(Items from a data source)

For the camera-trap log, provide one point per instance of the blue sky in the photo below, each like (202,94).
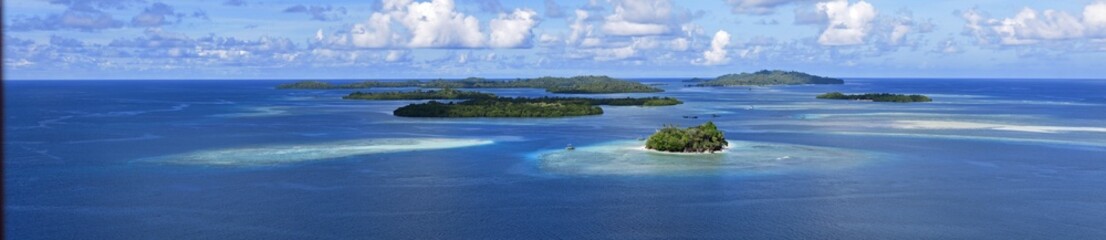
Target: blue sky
(400,39)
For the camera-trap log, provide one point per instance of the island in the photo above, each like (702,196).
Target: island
(702,138)
(876,97)
(419,94)
(324,85)
(588,84)
(525,106)
(765,77)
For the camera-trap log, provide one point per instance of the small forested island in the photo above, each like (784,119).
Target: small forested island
(324,85)
(702,138)
(876,97)
(575,84)
(419,94)
(765,77)
(525,106)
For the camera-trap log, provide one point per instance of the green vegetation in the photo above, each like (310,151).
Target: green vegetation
(767,77)
(702,138)
(877,97)
(525,106)
(419,94)
(575,84)
(325,85)
(470,108)
(305,85)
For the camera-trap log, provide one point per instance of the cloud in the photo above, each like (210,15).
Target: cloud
(155,16)
(432,24)
(757,7)
(319,12)
(73,19)
(235,2)
(436,24)
(488,6)
(512,30)
(1033,27)
(638,18)
(717,54)
(553,10)
(848,24)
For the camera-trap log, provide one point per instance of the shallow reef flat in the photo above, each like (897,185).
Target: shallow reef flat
(292,154)
(629,157)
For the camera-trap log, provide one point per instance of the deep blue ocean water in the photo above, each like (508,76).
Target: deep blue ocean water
(987,159)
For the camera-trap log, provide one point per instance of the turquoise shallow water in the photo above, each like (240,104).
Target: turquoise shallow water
(164,159)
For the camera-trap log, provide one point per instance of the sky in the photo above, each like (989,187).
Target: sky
(507,39)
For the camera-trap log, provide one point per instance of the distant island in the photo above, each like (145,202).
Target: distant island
(576,84)
(419,94)
(765,77)
(702,138)
(876,97)
(525,106)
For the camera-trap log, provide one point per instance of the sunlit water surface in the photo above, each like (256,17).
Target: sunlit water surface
(216,159)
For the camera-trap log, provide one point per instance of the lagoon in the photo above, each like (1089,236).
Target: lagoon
(985,159)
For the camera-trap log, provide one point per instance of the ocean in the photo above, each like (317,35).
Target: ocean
(240,159)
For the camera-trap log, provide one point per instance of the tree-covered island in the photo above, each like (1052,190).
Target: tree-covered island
(524,106)
(765,77)
(419,94)
(876,97)
(702,138)
(575,84)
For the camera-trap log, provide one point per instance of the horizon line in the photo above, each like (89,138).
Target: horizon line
(455,79)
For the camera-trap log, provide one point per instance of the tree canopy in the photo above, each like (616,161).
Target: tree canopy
(524,106)
(575,84)
(419,94)
(876,97)
(767,77)
(702,138)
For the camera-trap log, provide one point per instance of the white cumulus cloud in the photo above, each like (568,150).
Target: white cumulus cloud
(717,54)
(512,30)
(1031,25)
(848,24)
(437,24)
(639,18)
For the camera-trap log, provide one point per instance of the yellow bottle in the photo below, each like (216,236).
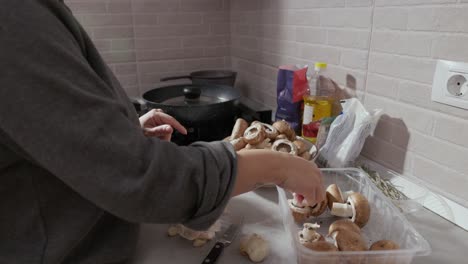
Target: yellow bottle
(315,108)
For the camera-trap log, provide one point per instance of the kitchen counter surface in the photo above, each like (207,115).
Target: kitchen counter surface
(261,215)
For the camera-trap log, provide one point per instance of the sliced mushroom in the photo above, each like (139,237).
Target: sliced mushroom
(199,238)
(343,224)
(254,134)
(349,241)
(281,136)
(284,145)
(270,131)
(322,246)
(299,208)
(301,146)
(306,155)
(334,195)
(309,234)
(356,208)
(263,145)
(255,247)
(319,208)
(239,128)
(283,127)
(238,143)
(385,245)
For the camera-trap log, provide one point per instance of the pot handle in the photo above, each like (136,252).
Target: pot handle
(175,78)
(140,105)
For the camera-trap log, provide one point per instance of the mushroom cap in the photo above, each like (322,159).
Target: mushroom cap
(239,128)
(254,134)
(301,146)
(349,241)
(306,155)
(385,245)
(334,195)
(361,209)
(284,145)
(323,246)
(309,234)
(319,208)
(271,131)
(343,225)
(283,127)
(281,136)
(238,143)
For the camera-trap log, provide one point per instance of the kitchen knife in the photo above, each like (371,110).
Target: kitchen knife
(221,243)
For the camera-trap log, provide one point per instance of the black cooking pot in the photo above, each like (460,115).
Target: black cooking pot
(208,77)
(195,104)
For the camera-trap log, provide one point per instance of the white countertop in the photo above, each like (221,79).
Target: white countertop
(261,215)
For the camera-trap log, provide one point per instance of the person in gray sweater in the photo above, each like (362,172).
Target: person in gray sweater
(79,171)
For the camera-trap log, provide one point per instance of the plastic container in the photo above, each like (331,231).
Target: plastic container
(385,222)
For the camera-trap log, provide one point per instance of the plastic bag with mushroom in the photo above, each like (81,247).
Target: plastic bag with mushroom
(199,238)
(255,247)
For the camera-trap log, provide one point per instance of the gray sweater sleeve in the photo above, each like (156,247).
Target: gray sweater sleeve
(64,118)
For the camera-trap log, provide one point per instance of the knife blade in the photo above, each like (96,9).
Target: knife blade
(224,241)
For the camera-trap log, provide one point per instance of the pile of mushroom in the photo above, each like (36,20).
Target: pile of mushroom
(301,210)
(277,137)
(352,205)
(345,233)
(199,238)
(346,236)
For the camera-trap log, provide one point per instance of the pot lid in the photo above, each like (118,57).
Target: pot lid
(193,96)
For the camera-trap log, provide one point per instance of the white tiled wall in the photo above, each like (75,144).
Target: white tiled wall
(145,40)
(388,48)
(383,51)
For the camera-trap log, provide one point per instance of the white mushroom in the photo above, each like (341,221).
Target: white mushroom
(255,247)
(199,238)
(309,233)
(239,128)
(254,134)
(356,208)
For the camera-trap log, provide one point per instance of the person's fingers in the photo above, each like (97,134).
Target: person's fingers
(159,131)
(163,118)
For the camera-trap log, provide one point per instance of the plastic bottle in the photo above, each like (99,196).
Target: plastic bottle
(315,107)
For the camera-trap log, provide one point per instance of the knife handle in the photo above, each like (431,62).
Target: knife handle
(214,253)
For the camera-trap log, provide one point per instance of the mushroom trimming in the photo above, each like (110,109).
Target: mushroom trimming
(239,128)
(334,195)
(255,247)
(254,134)
(270,131)
(199,238)
(347,240)
(309,234)
(356,208)
(284,145)
(284,128)
(343,225)
(301,209)
(385,245)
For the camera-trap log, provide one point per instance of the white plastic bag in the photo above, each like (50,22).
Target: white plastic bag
(347,135)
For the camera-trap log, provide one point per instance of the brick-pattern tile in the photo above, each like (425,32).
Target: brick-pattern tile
(381,51)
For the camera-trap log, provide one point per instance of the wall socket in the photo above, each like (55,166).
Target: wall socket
(450,84)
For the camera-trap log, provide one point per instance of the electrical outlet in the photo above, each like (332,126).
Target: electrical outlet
(450,84)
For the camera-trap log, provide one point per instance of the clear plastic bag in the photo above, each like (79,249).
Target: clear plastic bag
(347,135)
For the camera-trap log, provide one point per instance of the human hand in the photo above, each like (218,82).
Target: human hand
(156,123)
(303,177)
(295,174)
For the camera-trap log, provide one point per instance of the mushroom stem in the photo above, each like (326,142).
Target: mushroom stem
(342,210)
(346,195)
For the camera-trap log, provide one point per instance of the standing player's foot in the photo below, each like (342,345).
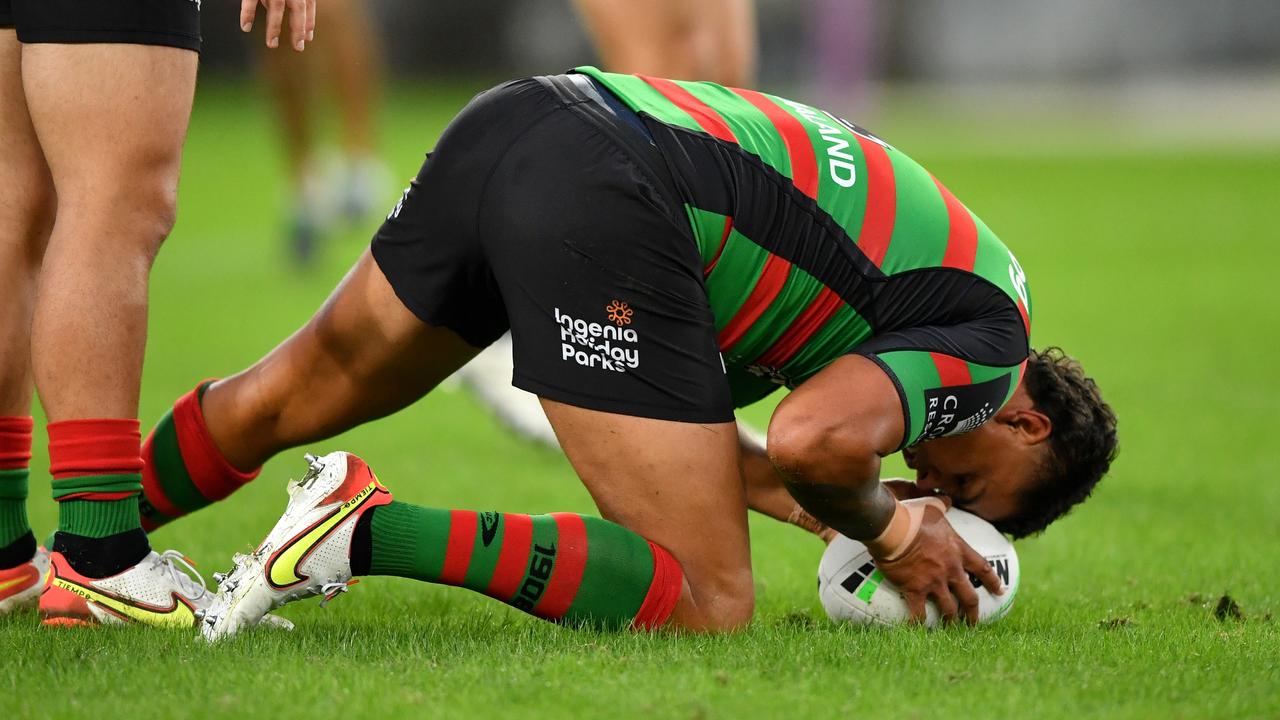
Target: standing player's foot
(307,552)
(154,592)
(21,586)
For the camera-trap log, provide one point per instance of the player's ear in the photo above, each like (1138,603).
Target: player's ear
(1031,425)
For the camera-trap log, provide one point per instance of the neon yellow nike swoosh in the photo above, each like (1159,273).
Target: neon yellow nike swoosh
(178,616)
(282,569)
(8,584)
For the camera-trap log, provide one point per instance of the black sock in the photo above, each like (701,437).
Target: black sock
(362,545)
(18,551)
(103,557)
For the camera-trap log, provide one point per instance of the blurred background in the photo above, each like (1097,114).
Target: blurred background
(1166,64)
(932,76)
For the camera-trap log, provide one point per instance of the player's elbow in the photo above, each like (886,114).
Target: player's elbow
(807,447)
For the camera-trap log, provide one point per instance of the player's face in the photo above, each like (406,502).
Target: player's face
(987,470)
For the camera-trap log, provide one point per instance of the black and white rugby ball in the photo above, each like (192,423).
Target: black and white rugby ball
(853,589)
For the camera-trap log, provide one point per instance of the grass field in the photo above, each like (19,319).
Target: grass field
(1155,268)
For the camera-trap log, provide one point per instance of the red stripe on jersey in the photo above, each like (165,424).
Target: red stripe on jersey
(804,164)
(803,328)
(951,370)
(728,228)
(457,554)
(877,228)
(961,236)
(517,538)
(767,287)
(704,114)
(570,563)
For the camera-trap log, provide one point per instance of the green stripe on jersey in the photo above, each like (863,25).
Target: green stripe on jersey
(845,331)
(753,131)
(735,274)
(920,222)
(708,229)
(833,146)
(997,264)
(796,295)
(922,373)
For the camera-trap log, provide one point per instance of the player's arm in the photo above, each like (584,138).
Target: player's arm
(827,438)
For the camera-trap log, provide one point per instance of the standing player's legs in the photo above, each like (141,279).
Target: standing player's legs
(26,215)
(112,121)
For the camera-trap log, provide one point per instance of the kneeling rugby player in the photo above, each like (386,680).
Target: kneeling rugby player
(662,253)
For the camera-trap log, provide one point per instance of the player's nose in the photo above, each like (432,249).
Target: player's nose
(927,481)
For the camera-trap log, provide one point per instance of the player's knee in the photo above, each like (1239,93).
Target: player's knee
(135,217)
(727,607)
(31,201)
(154,213)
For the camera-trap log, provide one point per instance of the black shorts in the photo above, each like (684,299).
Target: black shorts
(542,213)
(172,23)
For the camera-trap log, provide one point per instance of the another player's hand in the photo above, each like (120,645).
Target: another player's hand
(929,563)
(302,19)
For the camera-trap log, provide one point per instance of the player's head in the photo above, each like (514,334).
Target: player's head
(1037,458)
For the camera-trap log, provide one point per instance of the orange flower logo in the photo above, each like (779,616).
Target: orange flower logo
(620,313)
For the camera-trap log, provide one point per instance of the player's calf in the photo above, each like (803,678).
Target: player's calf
(341,523)
(183,469)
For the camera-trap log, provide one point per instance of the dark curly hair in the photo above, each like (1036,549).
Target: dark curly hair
(1080,446)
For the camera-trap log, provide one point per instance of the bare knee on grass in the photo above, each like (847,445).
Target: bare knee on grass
(676,484)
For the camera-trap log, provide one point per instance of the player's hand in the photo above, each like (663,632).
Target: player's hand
(931,563)
(302,21)
(906,490)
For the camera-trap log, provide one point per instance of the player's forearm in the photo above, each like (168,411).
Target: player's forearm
(768,496)
(856,506)
(835,479)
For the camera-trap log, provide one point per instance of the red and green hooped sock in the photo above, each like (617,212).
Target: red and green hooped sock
(96,466)
(563,566)
(14,458)
(183,470)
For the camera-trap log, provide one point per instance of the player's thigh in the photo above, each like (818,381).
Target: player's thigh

* Task prompt
From the line containing "each like (168,411)." through the final line of the listing above, retype every line exactly; leave out everything else.

* Exercise output
For the camera-trap log, provide one point per instance of the player's forearm in the photo above, each like (168,411).
Target: player's forearm
(768,496)
(856,506)
(835,479)
For the camera-trap log, provide one point per instance of the red and green hooped sock in the photo above, each like (617,212).
Target: red and green hooped sock
(96,466)
(563,566)
(14,458)
(183,470)
For the camera-trap log, provide one point per instance of the player's thigh in the photo above, each like (818,381).
Target: player's thigh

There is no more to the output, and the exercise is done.